**What the task requires:**
Rewrite the data from the line containing "Where can the pink snow" up to and including the line containing "[[264, 167]]" as a Markdown table. Use the columns No. and Text, number each row, and skip any blank lines.

--- BEGIN Information shown ---

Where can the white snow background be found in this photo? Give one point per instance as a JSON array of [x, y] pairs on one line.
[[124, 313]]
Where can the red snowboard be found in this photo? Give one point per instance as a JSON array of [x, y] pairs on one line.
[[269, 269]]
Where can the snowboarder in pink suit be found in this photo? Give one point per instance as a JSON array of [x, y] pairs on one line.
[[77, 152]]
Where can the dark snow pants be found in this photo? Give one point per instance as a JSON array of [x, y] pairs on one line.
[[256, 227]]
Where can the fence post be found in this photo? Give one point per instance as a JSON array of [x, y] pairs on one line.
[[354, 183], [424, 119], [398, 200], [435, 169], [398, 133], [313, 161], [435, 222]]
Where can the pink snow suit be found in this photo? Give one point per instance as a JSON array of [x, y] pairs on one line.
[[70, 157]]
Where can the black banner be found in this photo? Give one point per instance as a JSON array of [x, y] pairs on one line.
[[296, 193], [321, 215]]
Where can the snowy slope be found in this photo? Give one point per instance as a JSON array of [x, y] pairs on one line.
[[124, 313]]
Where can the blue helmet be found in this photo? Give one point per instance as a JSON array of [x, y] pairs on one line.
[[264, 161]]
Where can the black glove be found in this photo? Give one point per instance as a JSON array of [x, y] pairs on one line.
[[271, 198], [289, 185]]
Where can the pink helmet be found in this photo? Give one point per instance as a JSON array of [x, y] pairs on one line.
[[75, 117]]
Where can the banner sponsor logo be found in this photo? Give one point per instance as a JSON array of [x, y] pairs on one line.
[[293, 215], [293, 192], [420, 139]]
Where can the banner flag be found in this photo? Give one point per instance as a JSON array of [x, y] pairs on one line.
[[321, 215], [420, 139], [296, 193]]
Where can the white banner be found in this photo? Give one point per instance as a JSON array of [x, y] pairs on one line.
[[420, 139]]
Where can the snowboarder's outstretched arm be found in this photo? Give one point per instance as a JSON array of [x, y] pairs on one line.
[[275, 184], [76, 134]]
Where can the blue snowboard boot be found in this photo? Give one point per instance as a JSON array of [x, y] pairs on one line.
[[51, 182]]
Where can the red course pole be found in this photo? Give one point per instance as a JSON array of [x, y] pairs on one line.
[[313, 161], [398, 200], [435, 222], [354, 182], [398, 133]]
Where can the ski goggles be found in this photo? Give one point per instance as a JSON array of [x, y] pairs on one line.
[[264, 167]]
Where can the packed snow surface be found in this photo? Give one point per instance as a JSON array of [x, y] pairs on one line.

--- END Information shown ---

**Result of this task:**
| No. | Text |
|---|---|
| 1 | Where can the pink snow suit be found in this photo? Give one point per instance as a JSON array of [x, y] pairs on one line. |
| 2 | [[70, 157]] |
| 3 | Where can the black banner be found in this photo? Give one point per instance as a JSON array of [x, y] pairs on one line. |
| 4 | [[296, 193], [321, 215]] |
| 5 | Where can the snowy slope be found in this photo? Give one point per instance as a JSON array of [x, y] pairs on one line. |
| 6 | [[124, 313]] |
| 7 | Where can the blue helmet be found in this photo? Give one point per instance as a JSON array of [x, y] pairs on one line. |
| 8 | [[264, 161]] |
| 9 | Where can the black glove be found in this photo? Give one point per instance as a JSON array of [x, y] pairs on one line. |
| 10 | [[271, 198], [289, 185]] |
| 11 | Where can the pink helmet be found in this photo? Give one point per instance as a JSON array of [x, y] pairs on one line. |
| 12 | [[75, 117]] |
| 13 | Where can the banner sponsor logo be found in this photo? Give one point per instance as a JSON array of [x, y] pairs on one line. |
| 14 | [[293, 215], [293, 192], [420, 139]] |
| 15 | Where can the banner flag be found in this photo? Give one point per instance as a JSON array of [x, y] pairs on one line. |
| 16 | [[321, 215], [420, 139], [296, 193]] |
| 17 | Where can the white banner be found in this photo? Give one point per instance as a JSON array of [x, y] pairs on one line. |
| 18 | [[420, 139]] |
| 19 | Where can the snowboarder's outstretched arm be found in this photo? Give one point per instance as a JSON array of [x, y] pairs on one line. |
| 20 | [[275, 184], [76, 134]] |
| 21 | Where can the blue snowboard boot be found in this photo? Give one point per instance as a JSON array of [x, y] pairs on one line. |
| 22 | [[51, 182]] |
| 23 | Where can the red course pole be found in this photo? Give one point per instance as a JSON array of [x, y] pairs on one line. |
| 24 | [[313, 161], [398, 200], [435, 222], [354, 182], [398, 133]] |
| 25 | Where can the ski goggles be found in this photo? Give one point per instance as a JSON array of [x, y] pairs on one line. |
| 26 | [[264, 167]] |